▶ _The exercise_: In the unique binary search trees write-up, what range of values is allowed for n?

▶ _Reading passage_:

◆ ◆ ◆

96. Unique Binary Search Trees

Problem Statement

Given an integer n, return the number of structurally unique BST's (binary search trees) which has exactly n nodes of unique values from 1 to n.

Example 1:

Input: n = 3
Output: 5

Example 2:

Input: n = 1
Output: 1

Constraints:

• 1 <= n <= 19

Intuition

Approach 1: Formula

        /*
        2n
         C
          n
        ----
        (n+1)

        Catalan number

        Since Double loses precision 
        We use repetative approach to calculate

        nCk

        6C3 = 6*5*4/3*2*1
        Run for 1 to k  
        at each step multiply by n and divide by 1
        */

Approach 2 :

Using Dp

Lets take n = 2
  1 2 
Root as 1 ; Left = 0 right = 1 elements
Root as 2 ; Left = 1 right = 0 elements

n = 3
0 2
1 1
2 0
Add all 

So on

Total n elements -> i ) 1 ( n-i-1 

Links

https://leetcode.com/problems/unique-binary-search-trees/description/

Video Links

Approach 1:

Catalan Formula Approach

C++

class Solution {
public:
    int numTrees(int n) {
        long long ans = 1;
        int x = 2*n;

        for(int i=1; i<=n; i++){
            ans *= x;
            x--;
            ans /= i;
        }

        return ans / (n+1);

        /*
        2n
         C
          n
        ----
        (n+1)

◆ ◆ ◆

▶ _Given data_:
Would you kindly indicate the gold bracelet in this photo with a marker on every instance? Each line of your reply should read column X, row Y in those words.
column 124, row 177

◆ ◆ ◆

▶ _Finished task_: n must be from 1 to 19 (1 <= n <= 19).